Return each line of the records below that contains the word "with".

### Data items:
——————————
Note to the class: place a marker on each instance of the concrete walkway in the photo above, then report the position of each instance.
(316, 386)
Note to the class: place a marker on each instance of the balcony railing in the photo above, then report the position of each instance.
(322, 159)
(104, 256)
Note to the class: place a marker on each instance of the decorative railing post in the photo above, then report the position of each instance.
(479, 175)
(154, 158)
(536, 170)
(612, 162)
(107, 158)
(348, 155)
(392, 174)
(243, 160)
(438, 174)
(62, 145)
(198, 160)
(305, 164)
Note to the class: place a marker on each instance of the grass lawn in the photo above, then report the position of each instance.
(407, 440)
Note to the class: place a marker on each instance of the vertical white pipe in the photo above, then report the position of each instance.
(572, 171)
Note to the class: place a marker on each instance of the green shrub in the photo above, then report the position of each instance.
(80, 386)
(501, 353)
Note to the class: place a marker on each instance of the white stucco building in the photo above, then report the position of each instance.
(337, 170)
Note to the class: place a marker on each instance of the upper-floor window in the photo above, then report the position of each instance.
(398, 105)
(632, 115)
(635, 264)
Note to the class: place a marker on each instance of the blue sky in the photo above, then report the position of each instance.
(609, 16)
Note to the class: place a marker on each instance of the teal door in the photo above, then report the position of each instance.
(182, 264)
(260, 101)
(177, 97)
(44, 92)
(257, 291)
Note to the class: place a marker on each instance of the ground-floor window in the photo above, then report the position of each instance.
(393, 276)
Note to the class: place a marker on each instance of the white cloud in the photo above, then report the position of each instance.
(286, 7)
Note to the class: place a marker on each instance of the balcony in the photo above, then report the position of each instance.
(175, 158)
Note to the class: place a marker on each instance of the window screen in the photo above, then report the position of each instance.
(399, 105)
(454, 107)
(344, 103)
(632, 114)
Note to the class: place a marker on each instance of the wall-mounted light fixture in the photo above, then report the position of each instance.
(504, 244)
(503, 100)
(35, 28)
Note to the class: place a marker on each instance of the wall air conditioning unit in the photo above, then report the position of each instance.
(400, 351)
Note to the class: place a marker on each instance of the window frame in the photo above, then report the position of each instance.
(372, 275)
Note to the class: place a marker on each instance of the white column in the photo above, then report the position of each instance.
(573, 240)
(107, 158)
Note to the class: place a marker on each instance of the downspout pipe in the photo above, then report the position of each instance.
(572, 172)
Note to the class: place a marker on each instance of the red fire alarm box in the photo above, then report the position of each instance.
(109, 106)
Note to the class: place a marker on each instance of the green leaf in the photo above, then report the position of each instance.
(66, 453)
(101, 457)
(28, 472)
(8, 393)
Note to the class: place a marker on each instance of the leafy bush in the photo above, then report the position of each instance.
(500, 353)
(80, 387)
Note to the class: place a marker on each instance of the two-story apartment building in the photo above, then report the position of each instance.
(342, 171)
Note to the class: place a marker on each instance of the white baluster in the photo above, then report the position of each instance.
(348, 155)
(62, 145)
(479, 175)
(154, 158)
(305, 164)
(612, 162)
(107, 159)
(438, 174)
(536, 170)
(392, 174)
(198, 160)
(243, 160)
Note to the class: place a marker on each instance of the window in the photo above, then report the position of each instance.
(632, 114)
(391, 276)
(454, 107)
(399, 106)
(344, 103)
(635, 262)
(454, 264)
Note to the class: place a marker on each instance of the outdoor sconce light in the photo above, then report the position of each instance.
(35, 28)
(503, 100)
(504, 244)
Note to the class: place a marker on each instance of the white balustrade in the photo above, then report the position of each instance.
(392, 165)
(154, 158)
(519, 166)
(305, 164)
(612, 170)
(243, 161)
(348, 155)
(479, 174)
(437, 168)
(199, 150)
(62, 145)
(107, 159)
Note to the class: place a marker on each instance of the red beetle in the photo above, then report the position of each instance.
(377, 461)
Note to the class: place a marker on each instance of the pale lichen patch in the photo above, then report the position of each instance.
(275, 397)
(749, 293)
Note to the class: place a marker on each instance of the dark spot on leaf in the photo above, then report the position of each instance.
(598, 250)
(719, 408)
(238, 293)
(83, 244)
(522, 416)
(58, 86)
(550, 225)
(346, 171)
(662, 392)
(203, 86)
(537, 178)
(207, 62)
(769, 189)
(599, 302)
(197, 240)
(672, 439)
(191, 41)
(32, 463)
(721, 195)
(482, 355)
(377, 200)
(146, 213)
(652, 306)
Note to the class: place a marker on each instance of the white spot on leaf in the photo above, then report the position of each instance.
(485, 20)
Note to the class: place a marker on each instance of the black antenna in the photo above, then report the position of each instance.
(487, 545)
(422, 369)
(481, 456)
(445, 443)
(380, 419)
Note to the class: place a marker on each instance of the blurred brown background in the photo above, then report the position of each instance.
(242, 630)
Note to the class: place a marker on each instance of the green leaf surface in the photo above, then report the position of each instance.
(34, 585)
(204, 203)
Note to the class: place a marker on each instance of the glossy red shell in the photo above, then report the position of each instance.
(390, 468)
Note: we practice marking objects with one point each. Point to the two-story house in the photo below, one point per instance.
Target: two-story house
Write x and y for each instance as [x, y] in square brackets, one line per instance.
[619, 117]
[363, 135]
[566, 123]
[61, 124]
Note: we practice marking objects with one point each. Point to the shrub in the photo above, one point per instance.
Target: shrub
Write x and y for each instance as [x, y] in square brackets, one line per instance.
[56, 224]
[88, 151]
——————————
### Expected output:
Note: we practice marking objects with one point each. Point to the two-story house in the photo below, one point per instance.
Note: we practice marking objects with one point each. Point to the shrub in the photo above, one point per instance.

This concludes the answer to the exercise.